## begin Extracted records

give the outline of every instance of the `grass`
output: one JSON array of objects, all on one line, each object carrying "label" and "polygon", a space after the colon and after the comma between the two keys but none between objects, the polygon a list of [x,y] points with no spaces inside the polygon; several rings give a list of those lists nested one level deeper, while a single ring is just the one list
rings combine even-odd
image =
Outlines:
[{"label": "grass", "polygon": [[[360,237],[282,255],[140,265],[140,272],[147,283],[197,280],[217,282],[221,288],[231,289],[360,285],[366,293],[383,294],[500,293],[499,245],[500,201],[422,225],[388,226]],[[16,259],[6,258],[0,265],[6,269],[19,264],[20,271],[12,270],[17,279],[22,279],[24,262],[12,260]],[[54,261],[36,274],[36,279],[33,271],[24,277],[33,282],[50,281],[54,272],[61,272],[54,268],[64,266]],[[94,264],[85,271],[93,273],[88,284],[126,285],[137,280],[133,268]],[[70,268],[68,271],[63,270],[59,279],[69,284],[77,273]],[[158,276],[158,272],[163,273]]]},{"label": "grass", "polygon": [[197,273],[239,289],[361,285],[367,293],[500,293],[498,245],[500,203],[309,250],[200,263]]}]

## end Extracted records

Task instructions: Collect every line of the records that contains the string "rings" and copy each one.

Exercise result:
output: one JSON array of objects, all on one line, each object carrying "label" and "polygon", a space after the colon and after the comma between the two keys but none between objects, the polygon a list of [x,y] points with no spaces inside the polygon; several rings give a list of those lists nested one level deeper, while a single ring is just the one list
rings combine even-odd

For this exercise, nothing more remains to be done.